Stored data entries:
==================================================
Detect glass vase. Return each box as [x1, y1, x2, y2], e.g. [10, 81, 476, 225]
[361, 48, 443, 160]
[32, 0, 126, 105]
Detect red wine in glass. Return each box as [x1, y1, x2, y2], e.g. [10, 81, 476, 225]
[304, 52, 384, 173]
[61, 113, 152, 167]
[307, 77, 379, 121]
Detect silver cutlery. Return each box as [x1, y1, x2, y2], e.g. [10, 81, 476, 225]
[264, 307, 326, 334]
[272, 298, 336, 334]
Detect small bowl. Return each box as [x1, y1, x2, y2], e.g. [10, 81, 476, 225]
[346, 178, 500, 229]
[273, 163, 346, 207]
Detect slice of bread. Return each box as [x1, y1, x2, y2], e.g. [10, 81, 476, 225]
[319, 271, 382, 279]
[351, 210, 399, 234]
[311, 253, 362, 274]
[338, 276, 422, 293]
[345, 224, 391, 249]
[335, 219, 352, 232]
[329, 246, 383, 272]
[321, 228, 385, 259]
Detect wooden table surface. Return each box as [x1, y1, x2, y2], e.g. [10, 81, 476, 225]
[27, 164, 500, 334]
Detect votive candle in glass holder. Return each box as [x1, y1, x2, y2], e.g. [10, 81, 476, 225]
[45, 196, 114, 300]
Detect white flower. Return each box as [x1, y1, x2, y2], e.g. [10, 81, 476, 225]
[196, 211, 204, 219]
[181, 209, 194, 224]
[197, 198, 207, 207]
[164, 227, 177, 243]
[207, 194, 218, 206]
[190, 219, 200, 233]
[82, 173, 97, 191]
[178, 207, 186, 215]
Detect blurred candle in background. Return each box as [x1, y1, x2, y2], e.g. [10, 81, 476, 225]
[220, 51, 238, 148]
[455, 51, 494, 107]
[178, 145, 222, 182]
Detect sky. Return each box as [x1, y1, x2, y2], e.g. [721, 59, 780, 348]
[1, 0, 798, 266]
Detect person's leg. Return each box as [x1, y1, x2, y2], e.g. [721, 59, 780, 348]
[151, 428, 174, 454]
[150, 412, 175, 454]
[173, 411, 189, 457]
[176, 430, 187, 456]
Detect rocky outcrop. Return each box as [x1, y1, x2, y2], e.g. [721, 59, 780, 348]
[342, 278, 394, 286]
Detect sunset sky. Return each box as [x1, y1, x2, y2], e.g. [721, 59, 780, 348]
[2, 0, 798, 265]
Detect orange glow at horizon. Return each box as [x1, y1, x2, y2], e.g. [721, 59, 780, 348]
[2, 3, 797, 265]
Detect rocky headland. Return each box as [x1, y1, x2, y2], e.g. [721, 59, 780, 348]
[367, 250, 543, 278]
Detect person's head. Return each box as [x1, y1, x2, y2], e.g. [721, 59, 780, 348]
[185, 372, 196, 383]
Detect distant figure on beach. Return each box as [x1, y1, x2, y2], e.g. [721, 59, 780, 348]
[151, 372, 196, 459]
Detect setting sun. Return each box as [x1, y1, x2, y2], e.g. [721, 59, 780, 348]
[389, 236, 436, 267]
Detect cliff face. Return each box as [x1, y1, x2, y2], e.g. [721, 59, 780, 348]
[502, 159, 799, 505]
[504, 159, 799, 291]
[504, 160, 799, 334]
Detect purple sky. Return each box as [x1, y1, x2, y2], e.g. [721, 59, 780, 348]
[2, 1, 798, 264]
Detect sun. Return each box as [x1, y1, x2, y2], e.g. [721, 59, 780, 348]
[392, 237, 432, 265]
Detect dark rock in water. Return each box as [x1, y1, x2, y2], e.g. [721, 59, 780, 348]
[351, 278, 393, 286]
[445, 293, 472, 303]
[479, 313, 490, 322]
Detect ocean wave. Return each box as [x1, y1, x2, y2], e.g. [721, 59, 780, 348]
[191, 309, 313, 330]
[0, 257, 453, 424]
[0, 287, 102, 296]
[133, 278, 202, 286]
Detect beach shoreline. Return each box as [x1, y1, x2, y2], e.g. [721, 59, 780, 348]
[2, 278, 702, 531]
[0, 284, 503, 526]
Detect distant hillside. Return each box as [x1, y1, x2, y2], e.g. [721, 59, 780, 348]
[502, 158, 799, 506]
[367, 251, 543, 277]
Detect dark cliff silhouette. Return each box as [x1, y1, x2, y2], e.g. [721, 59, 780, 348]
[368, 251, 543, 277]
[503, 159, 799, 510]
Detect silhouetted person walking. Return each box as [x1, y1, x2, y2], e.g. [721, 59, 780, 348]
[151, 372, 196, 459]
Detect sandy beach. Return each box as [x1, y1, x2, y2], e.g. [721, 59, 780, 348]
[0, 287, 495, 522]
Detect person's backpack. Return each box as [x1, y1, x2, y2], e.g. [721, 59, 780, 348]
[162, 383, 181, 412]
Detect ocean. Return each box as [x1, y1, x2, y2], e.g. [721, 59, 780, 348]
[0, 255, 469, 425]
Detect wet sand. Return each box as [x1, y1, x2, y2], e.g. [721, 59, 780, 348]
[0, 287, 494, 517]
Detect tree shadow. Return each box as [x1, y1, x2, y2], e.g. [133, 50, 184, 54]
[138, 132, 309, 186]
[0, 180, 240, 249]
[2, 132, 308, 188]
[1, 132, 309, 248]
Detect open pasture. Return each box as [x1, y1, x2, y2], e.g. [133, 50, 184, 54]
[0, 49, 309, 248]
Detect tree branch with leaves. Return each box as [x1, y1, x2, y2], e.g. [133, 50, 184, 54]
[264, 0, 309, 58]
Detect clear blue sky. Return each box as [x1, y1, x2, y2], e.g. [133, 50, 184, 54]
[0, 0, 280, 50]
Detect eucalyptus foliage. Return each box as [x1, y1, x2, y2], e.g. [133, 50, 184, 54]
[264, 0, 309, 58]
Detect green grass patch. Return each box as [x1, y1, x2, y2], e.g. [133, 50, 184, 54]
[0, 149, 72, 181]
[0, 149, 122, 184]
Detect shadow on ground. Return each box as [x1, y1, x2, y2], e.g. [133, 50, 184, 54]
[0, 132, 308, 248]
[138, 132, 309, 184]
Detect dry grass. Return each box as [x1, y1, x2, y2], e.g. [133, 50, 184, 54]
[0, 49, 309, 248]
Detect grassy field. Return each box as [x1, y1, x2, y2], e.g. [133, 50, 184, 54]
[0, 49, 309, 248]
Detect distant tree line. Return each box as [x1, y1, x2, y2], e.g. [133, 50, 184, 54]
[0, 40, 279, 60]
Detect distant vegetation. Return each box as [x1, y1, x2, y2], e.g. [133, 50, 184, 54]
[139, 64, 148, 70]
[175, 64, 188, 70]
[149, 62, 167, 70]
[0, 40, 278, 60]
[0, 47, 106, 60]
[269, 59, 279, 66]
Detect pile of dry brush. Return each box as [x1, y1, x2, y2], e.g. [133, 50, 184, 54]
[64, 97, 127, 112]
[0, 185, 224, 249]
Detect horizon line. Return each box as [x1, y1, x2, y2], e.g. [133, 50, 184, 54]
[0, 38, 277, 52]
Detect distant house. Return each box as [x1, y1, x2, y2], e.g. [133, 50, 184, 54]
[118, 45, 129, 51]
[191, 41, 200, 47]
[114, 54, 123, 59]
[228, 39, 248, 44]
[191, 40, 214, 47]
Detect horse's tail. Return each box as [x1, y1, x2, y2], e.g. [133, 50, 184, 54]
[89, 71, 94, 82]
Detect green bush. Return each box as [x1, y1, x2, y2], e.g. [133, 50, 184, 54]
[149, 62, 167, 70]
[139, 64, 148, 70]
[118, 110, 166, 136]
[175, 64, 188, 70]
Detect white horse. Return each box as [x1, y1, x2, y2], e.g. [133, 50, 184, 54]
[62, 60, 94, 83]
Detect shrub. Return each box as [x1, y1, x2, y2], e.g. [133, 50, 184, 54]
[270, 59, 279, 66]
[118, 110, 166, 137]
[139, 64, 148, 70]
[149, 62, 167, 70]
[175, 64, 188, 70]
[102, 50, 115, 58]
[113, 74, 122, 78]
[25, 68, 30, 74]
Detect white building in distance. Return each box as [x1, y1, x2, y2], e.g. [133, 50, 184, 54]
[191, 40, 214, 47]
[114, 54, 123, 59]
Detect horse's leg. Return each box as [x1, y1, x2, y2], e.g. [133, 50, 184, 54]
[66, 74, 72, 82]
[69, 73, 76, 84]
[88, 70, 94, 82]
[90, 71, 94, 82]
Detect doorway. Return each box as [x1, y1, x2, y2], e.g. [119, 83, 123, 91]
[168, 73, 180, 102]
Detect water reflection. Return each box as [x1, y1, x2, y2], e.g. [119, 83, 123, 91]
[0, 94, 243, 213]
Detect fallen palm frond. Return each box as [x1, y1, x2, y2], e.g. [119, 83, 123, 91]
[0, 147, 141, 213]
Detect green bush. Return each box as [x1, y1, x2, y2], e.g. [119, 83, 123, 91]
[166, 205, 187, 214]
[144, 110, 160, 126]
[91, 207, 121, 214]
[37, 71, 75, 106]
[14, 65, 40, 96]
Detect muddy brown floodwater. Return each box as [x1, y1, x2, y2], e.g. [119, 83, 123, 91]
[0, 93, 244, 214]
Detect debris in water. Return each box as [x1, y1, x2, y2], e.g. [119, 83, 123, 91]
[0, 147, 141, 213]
==================================================
What is needed – Set down only the lines running from the line with "Detect horse's leg." to the end of the entries above, both included, exactly as they stand.

Output –
Detect horse's leg. Return each box as [x1, y1, x2, y2], e.g. [133, 50, 184, 54]
[66, 74, 72, 82]
[69, 73, 76, 84]
[88, 70, 94, 82]
[90, 71, 94, 82]
Detect doorway. Return each box as [x1, y1, x2, y2], e.g. [119, 83, 123, 91]
[168, 73, 180, 102]
Detect water reflection. Return each box as [x1, y1, x2, y2], e.g. [119, 83, 123, 91]
[0, 94, 243, 213]
Detect fallen palm frond. Return each box as [x1, y1, x2, y2], e.g. [119, 83, 123, 91]
[0, 147, 141, 213]
Detect green bush. Return each box as [x1, y1, x2, y2], e.g. [119, 83, 123, 91]
[166, 205, 187, 214]
[144, 110, 160, 126]
[91, 207, 121, 214]
[37, 71, 75, 106]
[14, 65, 40, 96]
Detect muddy brown floodwater. Return each box as [x1, y1, x2, y2], e.g. [119, 83, 123, 91]
[0, 93, 244, 214]
Detect debris in water. Return each box as [x1, y1, x2, y2], e.g. [119, 83, 123, 91]
[0, 147, 141, 213]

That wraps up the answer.